Non ci si può non interrogare su ciò che voglia dire follia, la perdita dell’arco di senso della misura umana, cui, anche se in proporzioni più ridotte, assistiamo con crescente frequenza dai nostri tavoli di lavoro: la vendetta, la ritorsione, l’assenza di capacità di superare il torto subito per aprire una nuova pagina dell’esistere. Situazioni che rendono difficile il nostro lavoro di essere avvocati per le persone, che siano in grado di contenerle, promuovere un cambiamento, costruire nuove relazioni. Che, in fondo, dovrebbe essere il nostro ruolo.
________________________________________
### Obiettivo
Nell'estratto sulla follia e sul lavoro degli avvocati, quali situazioni vengono indicate come segni della perdita della misura umana osservata dai tavoli di lavoro?

Etichette dei punti oggetto:
________________________________________
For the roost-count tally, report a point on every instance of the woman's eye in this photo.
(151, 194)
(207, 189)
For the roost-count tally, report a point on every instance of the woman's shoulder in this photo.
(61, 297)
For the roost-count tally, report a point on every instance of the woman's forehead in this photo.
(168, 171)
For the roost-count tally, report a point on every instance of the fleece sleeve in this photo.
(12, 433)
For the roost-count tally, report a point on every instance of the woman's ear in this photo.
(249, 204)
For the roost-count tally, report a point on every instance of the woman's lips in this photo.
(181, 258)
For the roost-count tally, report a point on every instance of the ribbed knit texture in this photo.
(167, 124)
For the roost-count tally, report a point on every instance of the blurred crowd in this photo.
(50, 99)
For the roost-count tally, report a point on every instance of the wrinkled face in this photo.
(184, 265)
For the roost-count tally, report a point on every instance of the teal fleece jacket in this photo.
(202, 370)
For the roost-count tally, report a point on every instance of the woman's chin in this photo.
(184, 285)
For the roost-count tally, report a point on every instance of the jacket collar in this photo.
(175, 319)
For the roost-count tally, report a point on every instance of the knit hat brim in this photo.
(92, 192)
________________________________________
### Risultato
La vendetta, la ritorsione e l'assenza di capacità di superare il torto subito per aprire una nuova pagina dell'esistere.